▶ **Aim of the task**
Extract every line of the records that contains the word "dense", matching case exactly.

▶ **Pointing records**
::::::::
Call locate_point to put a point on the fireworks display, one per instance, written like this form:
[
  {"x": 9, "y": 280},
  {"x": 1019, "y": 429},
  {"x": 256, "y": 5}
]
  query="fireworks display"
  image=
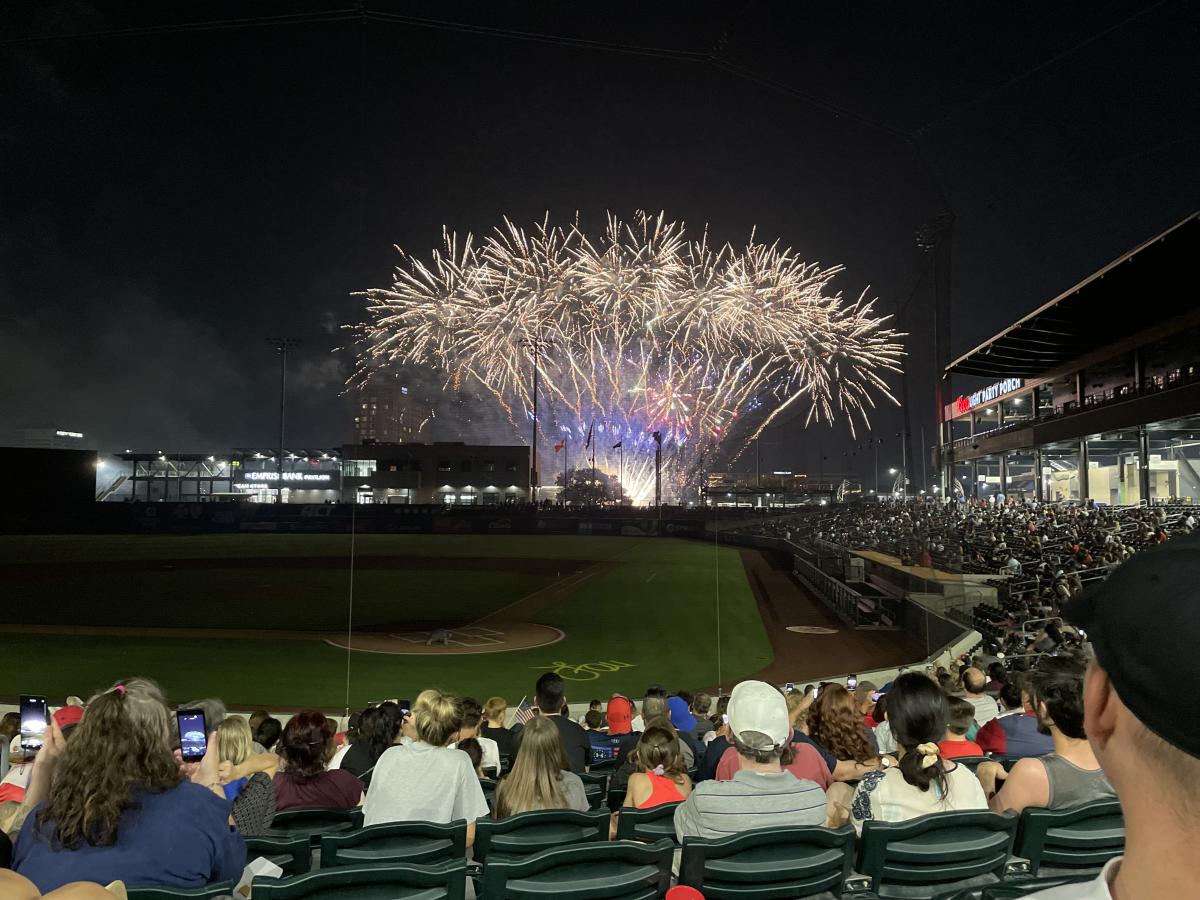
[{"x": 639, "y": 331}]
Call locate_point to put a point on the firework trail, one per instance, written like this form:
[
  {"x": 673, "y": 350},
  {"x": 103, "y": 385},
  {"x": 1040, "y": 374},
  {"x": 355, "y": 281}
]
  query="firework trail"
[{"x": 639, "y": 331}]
::::::::
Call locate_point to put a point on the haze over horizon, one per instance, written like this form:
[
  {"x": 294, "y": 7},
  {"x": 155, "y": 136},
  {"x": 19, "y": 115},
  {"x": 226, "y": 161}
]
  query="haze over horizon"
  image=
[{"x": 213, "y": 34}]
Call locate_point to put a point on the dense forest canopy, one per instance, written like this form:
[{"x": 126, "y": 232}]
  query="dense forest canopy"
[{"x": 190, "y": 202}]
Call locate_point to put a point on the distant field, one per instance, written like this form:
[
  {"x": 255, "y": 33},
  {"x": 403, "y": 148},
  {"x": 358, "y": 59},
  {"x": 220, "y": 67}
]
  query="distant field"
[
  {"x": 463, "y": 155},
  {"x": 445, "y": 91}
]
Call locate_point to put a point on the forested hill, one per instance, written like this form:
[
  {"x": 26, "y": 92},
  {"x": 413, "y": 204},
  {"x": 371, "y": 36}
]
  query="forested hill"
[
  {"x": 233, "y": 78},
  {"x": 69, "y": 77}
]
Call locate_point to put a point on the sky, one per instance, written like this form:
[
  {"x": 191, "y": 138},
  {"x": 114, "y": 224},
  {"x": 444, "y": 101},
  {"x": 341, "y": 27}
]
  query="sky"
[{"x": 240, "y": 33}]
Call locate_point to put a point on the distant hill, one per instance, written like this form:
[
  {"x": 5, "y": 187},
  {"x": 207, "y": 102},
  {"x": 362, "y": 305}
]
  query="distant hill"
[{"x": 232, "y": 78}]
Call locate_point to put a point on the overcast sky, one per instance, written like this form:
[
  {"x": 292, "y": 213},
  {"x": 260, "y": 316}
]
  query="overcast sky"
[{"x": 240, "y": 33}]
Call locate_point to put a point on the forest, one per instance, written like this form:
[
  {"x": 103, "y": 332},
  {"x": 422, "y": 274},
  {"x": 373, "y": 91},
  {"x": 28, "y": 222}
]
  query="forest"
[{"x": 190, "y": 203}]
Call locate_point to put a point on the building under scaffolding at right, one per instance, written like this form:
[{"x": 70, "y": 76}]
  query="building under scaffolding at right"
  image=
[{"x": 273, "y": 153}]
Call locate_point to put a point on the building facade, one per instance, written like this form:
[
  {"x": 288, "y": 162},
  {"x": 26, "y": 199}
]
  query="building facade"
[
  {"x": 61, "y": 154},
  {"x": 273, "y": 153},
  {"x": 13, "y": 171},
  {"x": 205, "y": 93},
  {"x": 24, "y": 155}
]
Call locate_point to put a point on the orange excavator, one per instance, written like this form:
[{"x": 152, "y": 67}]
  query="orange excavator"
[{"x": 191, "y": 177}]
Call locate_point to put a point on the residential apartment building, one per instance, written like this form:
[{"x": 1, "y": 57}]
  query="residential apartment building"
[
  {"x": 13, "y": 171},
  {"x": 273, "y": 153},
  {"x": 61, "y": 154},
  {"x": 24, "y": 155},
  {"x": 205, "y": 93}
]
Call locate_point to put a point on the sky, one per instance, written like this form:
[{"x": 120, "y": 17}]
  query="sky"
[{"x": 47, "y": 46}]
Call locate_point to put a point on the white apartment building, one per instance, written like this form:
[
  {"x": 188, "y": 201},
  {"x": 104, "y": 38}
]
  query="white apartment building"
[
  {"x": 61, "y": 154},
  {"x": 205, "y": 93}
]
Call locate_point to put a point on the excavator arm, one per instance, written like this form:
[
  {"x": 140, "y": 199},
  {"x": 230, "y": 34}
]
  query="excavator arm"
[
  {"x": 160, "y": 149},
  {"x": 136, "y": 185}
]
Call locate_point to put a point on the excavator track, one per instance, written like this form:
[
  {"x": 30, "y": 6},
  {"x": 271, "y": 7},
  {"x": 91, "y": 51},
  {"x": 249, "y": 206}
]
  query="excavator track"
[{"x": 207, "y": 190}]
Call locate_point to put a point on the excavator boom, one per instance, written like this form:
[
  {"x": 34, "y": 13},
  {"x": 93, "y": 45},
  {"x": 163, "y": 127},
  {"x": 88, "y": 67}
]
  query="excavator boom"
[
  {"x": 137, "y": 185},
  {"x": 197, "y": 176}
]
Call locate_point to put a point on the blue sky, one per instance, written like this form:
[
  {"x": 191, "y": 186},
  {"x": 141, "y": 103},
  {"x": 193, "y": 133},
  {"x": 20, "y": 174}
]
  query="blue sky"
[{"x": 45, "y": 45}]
::::::::
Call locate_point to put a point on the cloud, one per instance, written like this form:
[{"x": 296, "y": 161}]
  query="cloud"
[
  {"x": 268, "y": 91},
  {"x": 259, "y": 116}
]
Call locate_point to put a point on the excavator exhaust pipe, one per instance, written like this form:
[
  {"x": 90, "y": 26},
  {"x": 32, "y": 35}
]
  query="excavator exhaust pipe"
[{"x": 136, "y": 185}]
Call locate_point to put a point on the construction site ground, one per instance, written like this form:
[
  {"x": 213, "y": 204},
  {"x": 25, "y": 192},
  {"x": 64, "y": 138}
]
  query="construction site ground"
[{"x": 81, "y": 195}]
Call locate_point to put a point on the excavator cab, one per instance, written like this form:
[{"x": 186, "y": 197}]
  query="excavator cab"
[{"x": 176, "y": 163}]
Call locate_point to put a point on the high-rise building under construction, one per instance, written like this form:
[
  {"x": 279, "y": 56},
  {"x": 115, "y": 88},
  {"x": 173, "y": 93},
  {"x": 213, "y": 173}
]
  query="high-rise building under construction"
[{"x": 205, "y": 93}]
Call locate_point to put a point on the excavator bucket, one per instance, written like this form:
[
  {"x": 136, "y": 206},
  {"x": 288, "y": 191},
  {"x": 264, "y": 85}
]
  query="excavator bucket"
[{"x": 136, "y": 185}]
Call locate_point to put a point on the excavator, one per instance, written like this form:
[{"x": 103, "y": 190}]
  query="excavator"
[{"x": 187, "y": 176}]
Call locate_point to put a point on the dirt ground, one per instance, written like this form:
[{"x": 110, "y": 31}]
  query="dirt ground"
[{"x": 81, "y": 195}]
::::::::
▶ **Correct output**
Call locate_point to put a point on the dense forest canopy, one per instance, written like this form:
  query="dense forest canopy"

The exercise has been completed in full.